(EXCERPT PROVIDED)
┄┄┄┄┄┄┄┄┄┄┄┄┄┄┄┄┄┄┄┄

Skip to content

Gemini 2.5 Information Extraction

This document describes the Gemini-based information extraction chain for extracting structured information from legal documents using Google's Gemini 2.5 Pro and Flash models.

Overview

The GeminiExtractionChain provides a LangChain-based extraction pipeline that:

  • Extracts structured information from legal documents (judgments, tax interpretations)
  • Uses Google Gemini 2.5 Pro/Flash models for high-quality extraction
  • Implements SQLite caching to avoid redundant API calls
  • Supports Langfuse callback integration for observability
  • Returns structured dictionaries matching user-defined schemas

Features

🚀 Key Capabilities

  1. Document Type Awareness: Specialized prompts for judgments vs. tax interpretations
  2. Caching: SQLite-based LangChain cache reduces API costs
  3. Observability: Optional Langfuse integration for tracing and monitoring
  4. Batch Processing: Efficient batch extraction for multiple documents
  5. Flexible Schemas: Define custom extraction schemas with detailed instructions
  6. Structured Output: Returns clean dictionaries with parsed JSON

🎯 Supported Document Types

  • DocumentType.JUDGMENT - Court judgments and legal decisions
  • DocumentType.TAX_INTERPRETATION - Tax interpretations and fiscal rulings

Installation

Install the required dependencies:

# Using uv (recommended)
uv pip install -e ".[full]"

# Or using pip
pip install -e ".[full]"

This installs:

  • langchain-google-genai>=2.0.8 - Gemini model integration
  • langfuse>=2.59.1 - Observability and tracing

⚠️ Important: Authentication Setup

If you have Google Cloud SDK (gcloud) installed, you may encounter 403 authentication errors when using LangChain with Gemini. This is because LangChain tries to use Application Default Credentials (ADC) before checking for API keys.

┄┄┄┄┄┄┄┄┄┄┄┄┄┄┄┄┄┄┄┄

(Stored data entries)
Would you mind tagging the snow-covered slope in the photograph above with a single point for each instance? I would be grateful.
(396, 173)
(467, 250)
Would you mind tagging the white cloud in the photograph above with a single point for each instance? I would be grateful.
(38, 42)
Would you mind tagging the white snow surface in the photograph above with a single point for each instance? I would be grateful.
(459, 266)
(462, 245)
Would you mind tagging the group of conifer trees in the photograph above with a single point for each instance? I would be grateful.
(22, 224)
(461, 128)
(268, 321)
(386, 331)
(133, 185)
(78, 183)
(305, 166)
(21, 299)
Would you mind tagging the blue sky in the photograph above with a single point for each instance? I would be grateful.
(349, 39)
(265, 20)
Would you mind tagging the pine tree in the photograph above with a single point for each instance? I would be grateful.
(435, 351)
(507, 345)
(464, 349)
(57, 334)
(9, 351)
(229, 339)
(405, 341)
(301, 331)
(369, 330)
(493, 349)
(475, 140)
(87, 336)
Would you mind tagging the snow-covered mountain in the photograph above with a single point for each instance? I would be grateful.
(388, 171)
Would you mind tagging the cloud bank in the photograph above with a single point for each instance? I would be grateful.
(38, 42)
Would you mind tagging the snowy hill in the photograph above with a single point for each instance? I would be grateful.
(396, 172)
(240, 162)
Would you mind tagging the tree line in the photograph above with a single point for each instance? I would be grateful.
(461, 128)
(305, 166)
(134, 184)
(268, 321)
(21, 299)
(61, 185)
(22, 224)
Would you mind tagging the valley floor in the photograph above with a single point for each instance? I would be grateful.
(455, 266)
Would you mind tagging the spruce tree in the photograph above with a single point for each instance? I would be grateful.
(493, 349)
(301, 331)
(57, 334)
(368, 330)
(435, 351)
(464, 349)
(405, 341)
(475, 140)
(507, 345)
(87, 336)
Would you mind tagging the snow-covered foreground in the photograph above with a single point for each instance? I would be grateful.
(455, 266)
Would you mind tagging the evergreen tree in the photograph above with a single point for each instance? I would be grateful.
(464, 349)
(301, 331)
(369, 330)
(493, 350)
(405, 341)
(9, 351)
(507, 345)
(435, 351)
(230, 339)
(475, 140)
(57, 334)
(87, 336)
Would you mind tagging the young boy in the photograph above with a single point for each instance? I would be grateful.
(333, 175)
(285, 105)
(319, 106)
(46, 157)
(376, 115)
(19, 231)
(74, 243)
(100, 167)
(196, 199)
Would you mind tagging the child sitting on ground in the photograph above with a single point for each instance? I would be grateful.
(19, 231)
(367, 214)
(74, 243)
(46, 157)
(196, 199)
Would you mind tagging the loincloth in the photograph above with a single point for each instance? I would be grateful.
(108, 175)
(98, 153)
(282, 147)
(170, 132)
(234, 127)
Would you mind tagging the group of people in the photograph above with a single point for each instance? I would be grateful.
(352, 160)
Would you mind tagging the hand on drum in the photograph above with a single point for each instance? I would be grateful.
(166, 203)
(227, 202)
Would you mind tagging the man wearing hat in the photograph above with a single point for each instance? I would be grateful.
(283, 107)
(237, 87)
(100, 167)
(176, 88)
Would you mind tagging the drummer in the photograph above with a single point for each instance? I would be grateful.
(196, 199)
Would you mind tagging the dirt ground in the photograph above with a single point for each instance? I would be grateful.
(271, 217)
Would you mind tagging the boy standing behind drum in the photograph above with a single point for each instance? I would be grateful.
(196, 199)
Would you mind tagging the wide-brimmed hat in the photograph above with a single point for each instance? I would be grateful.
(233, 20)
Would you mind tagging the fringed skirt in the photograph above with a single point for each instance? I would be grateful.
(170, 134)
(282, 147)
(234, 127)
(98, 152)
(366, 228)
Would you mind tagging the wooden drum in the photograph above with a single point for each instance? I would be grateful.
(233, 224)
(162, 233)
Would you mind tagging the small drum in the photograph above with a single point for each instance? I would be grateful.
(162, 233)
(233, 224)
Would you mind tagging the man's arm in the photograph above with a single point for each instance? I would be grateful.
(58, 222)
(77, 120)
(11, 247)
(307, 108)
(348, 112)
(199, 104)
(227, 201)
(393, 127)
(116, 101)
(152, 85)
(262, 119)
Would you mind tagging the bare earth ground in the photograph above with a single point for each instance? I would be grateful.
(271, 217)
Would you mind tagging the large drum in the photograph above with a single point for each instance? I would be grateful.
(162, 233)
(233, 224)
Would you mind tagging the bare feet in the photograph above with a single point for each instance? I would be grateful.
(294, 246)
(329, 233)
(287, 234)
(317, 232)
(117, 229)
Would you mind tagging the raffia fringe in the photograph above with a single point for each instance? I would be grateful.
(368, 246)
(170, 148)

┄┄┄┄┄┄┄┄┄┄┄┄┄┄┄┄┄┄┄┄

(WHAT THE EXERCISE ASKS) In the Gemini extraction page, rewrite the part starting with "Gemini 2.5 Information" and going on through "(judgments, tax interpretations)", changing "legal documents" to "court records" everywhere it appears.

(WRITTEN ANSWER)
Gemini 2.5 Information Extraction

This document describes the Gemini-based information extraction chain for extracting structured information from court records using Google's Gemini 2.5 Pro and Flash models.

Overview

The GeminiExtractionChain provides a LangChain-based extraction pipeline that:

  • Extracts structured information from court records (judgments, tax interpretations)